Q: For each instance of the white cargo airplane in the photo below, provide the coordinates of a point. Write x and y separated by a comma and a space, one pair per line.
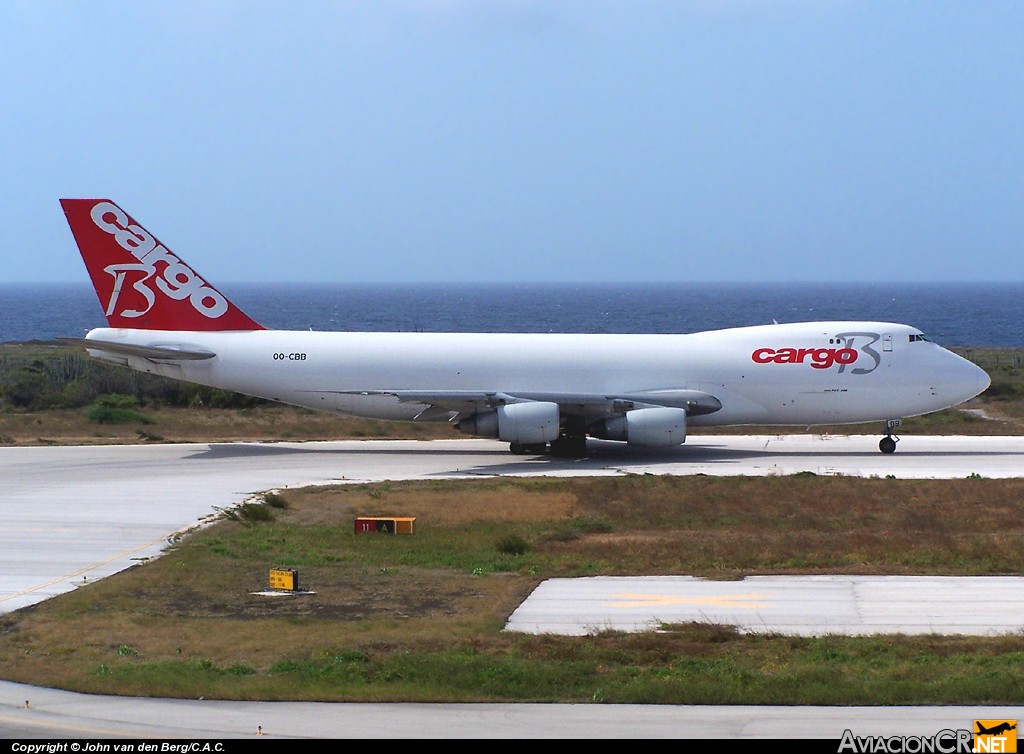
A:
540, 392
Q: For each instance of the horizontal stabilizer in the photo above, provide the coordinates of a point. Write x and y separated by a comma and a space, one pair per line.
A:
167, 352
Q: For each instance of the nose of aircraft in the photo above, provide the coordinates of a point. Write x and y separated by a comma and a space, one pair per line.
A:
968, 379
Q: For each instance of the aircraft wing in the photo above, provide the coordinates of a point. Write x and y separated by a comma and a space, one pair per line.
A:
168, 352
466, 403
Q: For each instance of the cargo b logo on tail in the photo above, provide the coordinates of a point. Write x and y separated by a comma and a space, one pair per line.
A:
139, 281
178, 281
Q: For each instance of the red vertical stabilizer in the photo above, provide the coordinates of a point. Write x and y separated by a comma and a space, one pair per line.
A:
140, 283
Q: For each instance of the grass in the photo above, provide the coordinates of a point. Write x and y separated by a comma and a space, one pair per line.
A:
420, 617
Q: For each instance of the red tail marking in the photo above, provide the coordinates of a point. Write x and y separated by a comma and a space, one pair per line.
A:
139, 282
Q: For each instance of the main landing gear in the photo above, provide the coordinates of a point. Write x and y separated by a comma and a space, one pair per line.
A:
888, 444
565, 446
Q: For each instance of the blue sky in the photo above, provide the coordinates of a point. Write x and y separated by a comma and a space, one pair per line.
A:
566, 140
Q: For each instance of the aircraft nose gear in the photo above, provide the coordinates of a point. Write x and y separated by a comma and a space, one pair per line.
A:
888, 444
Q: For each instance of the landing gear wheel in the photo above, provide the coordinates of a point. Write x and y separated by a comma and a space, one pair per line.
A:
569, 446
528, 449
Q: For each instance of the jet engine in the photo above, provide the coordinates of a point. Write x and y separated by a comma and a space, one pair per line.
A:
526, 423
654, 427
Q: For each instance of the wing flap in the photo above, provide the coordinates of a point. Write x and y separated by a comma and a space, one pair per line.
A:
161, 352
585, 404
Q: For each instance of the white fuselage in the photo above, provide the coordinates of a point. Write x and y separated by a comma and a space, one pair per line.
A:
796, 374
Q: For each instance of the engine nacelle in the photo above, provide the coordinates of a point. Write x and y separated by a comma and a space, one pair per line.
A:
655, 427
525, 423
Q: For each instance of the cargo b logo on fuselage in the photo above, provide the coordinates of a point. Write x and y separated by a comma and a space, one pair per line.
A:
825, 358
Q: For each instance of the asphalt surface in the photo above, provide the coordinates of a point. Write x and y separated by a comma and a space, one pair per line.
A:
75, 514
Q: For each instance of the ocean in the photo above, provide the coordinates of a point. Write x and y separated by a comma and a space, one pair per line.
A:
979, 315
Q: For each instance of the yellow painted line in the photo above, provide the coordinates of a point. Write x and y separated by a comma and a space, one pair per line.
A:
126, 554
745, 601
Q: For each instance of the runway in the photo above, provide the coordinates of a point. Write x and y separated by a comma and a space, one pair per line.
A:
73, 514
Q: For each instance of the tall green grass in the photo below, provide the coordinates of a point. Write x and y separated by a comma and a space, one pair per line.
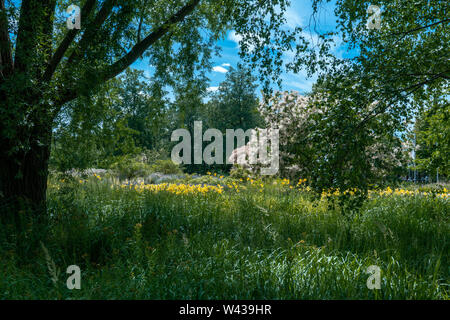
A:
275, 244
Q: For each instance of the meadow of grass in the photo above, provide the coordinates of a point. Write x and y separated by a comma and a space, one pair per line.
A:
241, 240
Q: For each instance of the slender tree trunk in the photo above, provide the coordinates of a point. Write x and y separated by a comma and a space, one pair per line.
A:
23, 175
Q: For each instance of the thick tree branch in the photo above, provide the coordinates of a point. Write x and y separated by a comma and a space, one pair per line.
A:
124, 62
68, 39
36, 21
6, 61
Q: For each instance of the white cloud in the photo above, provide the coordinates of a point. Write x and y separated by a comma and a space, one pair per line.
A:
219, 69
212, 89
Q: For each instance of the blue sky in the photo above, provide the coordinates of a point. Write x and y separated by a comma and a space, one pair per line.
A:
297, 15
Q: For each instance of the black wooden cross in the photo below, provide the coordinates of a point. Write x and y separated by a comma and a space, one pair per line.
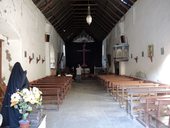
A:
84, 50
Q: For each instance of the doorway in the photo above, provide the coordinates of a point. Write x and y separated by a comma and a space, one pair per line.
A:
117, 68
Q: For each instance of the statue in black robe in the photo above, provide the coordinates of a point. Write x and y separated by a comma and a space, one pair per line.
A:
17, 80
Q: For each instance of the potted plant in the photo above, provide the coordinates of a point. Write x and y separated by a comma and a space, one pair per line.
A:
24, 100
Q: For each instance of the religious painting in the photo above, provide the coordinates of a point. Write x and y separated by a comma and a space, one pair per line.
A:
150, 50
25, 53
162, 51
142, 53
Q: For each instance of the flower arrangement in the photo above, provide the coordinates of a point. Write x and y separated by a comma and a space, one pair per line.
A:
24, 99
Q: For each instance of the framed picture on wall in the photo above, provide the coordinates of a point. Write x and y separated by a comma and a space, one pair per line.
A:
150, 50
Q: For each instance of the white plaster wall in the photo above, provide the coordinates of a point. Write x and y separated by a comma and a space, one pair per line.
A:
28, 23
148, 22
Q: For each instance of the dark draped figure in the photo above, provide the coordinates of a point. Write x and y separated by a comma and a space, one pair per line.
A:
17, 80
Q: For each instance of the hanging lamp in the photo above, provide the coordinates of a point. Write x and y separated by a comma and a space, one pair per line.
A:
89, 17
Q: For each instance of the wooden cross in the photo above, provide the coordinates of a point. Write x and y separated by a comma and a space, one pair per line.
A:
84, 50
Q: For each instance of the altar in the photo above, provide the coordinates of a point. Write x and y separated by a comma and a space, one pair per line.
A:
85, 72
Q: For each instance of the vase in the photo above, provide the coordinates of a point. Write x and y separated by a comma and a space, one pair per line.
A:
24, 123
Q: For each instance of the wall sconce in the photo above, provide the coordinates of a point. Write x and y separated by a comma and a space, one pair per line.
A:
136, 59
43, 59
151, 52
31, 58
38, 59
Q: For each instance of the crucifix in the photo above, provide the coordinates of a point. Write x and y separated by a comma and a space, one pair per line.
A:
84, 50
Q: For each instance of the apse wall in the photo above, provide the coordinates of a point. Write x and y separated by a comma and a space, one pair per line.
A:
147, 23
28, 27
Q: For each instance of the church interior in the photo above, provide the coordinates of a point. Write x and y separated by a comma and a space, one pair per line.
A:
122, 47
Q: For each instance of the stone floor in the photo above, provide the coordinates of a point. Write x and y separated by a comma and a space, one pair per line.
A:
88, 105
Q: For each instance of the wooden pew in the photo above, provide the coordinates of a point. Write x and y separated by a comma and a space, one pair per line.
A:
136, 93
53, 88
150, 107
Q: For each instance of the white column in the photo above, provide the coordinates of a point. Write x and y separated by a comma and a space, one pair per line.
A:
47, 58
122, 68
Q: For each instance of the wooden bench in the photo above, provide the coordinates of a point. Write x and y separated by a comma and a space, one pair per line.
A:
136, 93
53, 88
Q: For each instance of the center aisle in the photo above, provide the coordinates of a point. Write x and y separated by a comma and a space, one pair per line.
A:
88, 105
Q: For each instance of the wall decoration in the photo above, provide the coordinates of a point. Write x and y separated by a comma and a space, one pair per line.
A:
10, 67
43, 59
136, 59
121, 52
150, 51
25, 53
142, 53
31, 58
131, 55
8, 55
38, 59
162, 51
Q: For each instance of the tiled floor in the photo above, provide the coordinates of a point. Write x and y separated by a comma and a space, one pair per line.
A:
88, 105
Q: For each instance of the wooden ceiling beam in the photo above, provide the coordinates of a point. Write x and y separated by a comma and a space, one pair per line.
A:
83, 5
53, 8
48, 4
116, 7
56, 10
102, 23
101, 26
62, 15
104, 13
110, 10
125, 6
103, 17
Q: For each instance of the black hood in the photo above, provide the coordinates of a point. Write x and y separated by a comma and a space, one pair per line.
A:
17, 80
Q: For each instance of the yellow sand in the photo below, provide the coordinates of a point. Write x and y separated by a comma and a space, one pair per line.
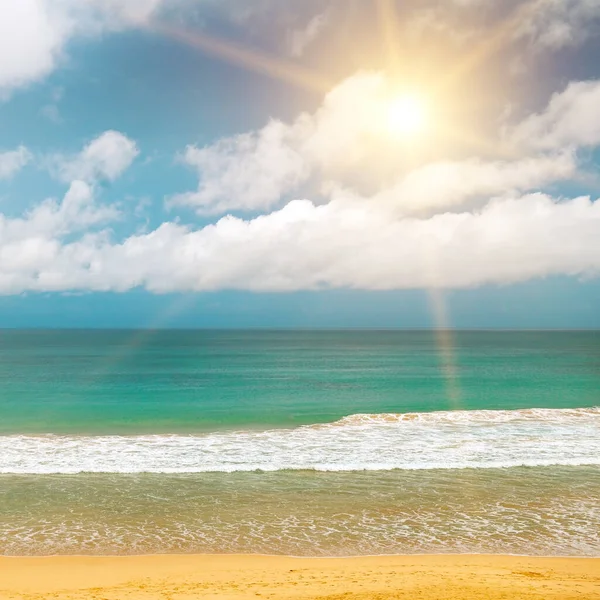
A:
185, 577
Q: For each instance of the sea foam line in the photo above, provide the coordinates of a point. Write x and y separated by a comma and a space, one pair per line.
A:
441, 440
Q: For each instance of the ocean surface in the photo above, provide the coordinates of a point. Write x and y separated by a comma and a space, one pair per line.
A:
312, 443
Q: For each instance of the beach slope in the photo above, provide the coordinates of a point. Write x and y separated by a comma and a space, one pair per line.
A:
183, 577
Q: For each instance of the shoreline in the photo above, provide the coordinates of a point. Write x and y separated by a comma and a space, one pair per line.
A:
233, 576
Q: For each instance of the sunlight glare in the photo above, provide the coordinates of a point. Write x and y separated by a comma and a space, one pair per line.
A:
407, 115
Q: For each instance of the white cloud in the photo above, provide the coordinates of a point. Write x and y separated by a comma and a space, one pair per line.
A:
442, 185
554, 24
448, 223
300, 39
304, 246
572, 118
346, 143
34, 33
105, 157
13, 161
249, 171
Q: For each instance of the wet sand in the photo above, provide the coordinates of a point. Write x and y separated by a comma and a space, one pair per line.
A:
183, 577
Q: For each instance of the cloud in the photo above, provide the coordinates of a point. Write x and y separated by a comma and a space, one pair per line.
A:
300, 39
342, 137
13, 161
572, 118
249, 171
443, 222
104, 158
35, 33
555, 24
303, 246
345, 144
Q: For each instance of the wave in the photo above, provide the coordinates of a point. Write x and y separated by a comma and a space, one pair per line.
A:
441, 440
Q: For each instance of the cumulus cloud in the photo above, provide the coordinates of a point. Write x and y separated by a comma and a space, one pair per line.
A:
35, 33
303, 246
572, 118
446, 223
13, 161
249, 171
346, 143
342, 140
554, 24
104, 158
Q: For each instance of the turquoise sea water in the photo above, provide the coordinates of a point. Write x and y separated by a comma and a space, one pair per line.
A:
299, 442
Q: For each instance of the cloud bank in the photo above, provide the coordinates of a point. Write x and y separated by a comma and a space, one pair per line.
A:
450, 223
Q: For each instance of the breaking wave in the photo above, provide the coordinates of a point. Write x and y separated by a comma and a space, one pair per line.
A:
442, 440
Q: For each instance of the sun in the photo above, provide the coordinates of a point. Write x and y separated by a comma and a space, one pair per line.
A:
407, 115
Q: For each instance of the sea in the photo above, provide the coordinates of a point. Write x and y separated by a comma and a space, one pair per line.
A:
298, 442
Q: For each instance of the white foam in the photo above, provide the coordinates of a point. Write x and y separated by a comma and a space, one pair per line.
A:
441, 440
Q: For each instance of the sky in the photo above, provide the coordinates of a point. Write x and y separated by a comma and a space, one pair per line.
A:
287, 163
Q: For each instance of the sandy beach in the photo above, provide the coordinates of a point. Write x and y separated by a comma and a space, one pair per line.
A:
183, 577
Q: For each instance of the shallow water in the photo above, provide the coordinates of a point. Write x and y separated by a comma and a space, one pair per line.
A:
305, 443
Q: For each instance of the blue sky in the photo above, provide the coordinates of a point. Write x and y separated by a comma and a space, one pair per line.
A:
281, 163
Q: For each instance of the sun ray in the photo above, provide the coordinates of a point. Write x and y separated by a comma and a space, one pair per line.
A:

> HOW TO COMPLETE THIS TASK
Repeat the lines exactly as they stand, from the opening line of the data through the line with "Q: For each instance of the landing". Pictures stay out of the copy.

> YOUR RESPONSE
Q: For each instance of the white cargo airplane in the photo below, provide the coordinates of a point. Write x and y separated by a comma and a space, one pair per line.
A:
540, 392
Q: For each instance of the horizontal stabilizer in the photo above, provide the coordinates of a point. Write x and y separated by a comma and a space, one pair per line.
A:
167, 352
Q: For each instance of the nose of aircraft in the photo above, provide the coordinates of a point. Write x and y separated by a comma and a space, one pair per line.
A:
968, 379
Q: For each instance of the aircraft wing in the photo above, provide the coordinates of a point. Write x and y separated by a comma and a space, one pair per line.
A:
168, 352
466, 403
Q: For each instance of the cargo b logo on tail in the photo above, provide the coordinates of a point. Write x and y separated by a comma and a space, one pair per line.
A:
139, 281
178, 281
Q: For each instance of the red vertical stabilizer in the photo above, provide the coordinates of a point. Write x and y separated by a comma and a space, one pair per line.
A:
140, 283
Q: For each instance of the grass in the photo above, provide the coordinates of a point. Write x and y separated by a comma and a space, one pair per line.
A:
420, 617
Q: For each instance of the red tail marking in the photo above, provide the coordinates of a point. Write x and y separated by a comma and a space, one pair per line.
A:
139, 282
Q: For each instance of the main landing gear in the photo above, provide the coordinates of a point. Write x and y separated by a comma and a space, one pair per line.
A:
888, 444
565, 446
Q: For each instance of the blue sky in the photo above, provide the coordinates of a point. Write x and y separated by a comma and a space, one pair per line.
A:
566, 140
Q: For each instance of the aircraft nose gear in the photo above, provide the coordinates of a point. Write x and y separated by a comma and a space, one pair per line.
A:
888, 444
Q: For each instance of the landing gear wheel in the photo above, provide the coordinates of a point. Write x and y separated by a comma and a space, one pair per line.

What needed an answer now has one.